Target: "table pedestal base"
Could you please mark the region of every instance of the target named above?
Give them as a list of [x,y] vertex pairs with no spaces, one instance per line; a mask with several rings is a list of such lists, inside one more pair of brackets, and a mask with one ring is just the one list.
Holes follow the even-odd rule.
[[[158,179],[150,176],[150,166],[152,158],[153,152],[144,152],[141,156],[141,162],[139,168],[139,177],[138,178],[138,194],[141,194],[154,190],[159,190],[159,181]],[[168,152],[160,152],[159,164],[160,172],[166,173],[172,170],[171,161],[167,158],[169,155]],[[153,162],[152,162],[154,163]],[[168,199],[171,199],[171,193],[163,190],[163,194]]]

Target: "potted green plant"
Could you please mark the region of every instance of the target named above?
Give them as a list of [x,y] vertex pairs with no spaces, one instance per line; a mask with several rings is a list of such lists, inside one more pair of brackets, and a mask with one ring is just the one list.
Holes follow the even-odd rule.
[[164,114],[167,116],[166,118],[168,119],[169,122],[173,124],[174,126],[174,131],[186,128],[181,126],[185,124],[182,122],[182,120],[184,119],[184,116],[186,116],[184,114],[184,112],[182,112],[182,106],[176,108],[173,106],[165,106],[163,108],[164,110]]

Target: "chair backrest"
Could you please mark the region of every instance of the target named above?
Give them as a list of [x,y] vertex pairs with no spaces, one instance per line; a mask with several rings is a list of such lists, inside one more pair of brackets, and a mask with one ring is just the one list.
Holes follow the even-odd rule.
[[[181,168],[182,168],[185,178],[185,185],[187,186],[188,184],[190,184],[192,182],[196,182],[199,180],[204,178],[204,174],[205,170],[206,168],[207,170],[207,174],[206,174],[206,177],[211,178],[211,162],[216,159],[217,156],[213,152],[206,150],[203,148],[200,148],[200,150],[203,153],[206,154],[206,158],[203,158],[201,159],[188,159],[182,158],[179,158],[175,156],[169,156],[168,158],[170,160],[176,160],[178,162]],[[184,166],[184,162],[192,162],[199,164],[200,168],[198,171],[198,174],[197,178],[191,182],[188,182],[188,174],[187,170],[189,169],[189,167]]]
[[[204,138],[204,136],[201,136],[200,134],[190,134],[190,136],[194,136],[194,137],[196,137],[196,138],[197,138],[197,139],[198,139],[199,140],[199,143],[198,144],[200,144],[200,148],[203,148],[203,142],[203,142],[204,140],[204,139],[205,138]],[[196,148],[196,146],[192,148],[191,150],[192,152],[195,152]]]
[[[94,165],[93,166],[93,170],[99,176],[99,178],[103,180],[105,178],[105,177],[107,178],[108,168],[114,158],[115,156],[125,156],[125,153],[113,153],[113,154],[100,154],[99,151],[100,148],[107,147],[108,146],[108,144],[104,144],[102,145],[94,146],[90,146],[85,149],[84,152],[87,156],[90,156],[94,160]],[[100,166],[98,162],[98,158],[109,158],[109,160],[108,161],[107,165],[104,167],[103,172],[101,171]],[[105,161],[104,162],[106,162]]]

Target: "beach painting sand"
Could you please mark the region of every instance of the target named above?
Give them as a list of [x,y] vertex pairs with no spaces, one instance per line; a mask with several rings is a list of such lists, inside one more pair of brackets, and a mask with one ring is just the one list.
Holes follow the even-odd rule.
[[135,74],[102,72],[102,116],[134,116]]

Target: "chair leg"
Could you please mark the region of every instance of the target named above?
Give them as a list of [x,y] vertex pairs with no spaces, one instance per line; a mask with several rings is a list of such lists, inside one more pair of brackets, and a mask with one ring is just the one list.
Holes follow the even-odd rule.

◆ Exercise ◆
Extract the listing in its entirety, matching it exactly.

◆ Answer to this task ◆
Target: "table pedestal base"
Could you please mark the region of every instance of the target named above?
Give them as a list of [x,y] vertex pairs with no spaces, one instance per line; a mask with several rings is a list of such lists, inside one more pair of brackets, and a mask with one ring is just the one list.
Holes follow the even-odd rule.
[[[158,179],[150,176],[150,166],[152,158],[153,152],[144,152],[141,156],[141,162],[139,168],[139,177],[138,178],[138,194],[141,194],[154,190],[159,190],[159,181]],[[168,152],[160,152],[159,164],[160,172],[166,173],[172,170],[171,161],[167,158],[169,155]],[[153,162],[152,162],[154,163]],[[168,199],[171,199],[171,193],[163,190],[163,194]]]

Target: "potted green plant"
Could you please mark the region of every instance of the target named above?
Give them as a list of [x,y] vertex pairs with no spaces, one instance per line; a mask with several rings is a list of such lists, inside one more pair of brackets, and a mask with one ring is just the one list.
Holes follow the even-odd rule.
[[164,114],[167,116],[166,118],[168,119],[169,122],[173,124],[174,126],[174,131],[186,128],[181,126],[185,124],[182,122],[182,120],[184,119],[184,116],[186,116],[184,114],[184,112],[182,112],[182,106],[176,108],[173,106],[165,106],[163,108],[164,110]]

Target: "chair backrest"
Could you please mark the region of every instance of the target named above?
Give them as a list of [x,y] vertex pairs with no spaces, one instance per line; a mask with several rings is a list of such lists, inside one more pair of brackets, and a mask with one ring is just the one list.
Holes follow the even-odd rule.
[[[181,168],[182,168],[185,178],[185,185],[187,186],[188,184],[190,184],[192,182],[196,182],[199,180],[204,178],[204,174],[205,170],[206,168],[207,170],[207,174],[206,174],[206,177],[211,178],[211,162],[216,159],[217,156],[213,152],[206,150],[203,148],[200,148],[200,150],[203,153],[206,154],[206,158],[203,158],[201,159],[188,159],[182,158],[179,158],[175,156],[169,156],[168,158],[170,160],[176,160],[178,162]],[[184,166],[184,162],[192,162],[199,164],[200,168],[198,171],[198,174],[197,178],[191,182],[188,182],[188,174],[187,170],[189,169],[189,167]]]
[[[204,138],[204,136],[201,136],[200,134],[190,134],[190,136],[194,136],[194,137],[196,137],[196,138],[197,138],[197,139],[198,139],[199,140],[199,143],[198,144],[200,144],[200,148],[203,148],[203,142],[203,142],[204,140],[204,139],[205,138]],[[196,148],[196,146],[192,148],[191,150],[192,152],[195,152]]]
[[[94,165],[93,166],[93,170],[99,176],[99,178],[103,180],[105,178],[105,177],[107,178],[108,168],[114,158],[115,156],[125,156],[125,153],[113,153],[113,154],[100,154],[99,151],[100,148],[107,147],[108,146],[108,144],[104,144],[102,145],[94,146],[90,146],[85,149],[84,152],[87,156],[90,156],[94,160]],[[100,166],[98,162],[98,158],[109,158],[109,160],[108,161],[107,165],[104,167],[103,172],[101,171]],[[105,161],[104,162],[106,162]]]

Target: "beach painting sand"
Could you please mark the region of every instance of the target named above?
Give them as a list of [x,y] vertex pairs with no spaces, one instance per line; a mask with several rings is a list of such lists, inside one more pair of brackets, and a mask with one ring is just the one list.
Holes follow the even-odd rule.
[[135,74],[102,72],[102,116],[134,116]]

Target: "chair leg"
Could you please mark the region of every instance of the target named above?
Give them as a list of [x,y] vertex pairs with no spaces, one instance per line; a mask with several rings is a list of such lists, inside one more pair of brackets, and a mask with one ring is just the one list.
Holes follow the even-odd rule.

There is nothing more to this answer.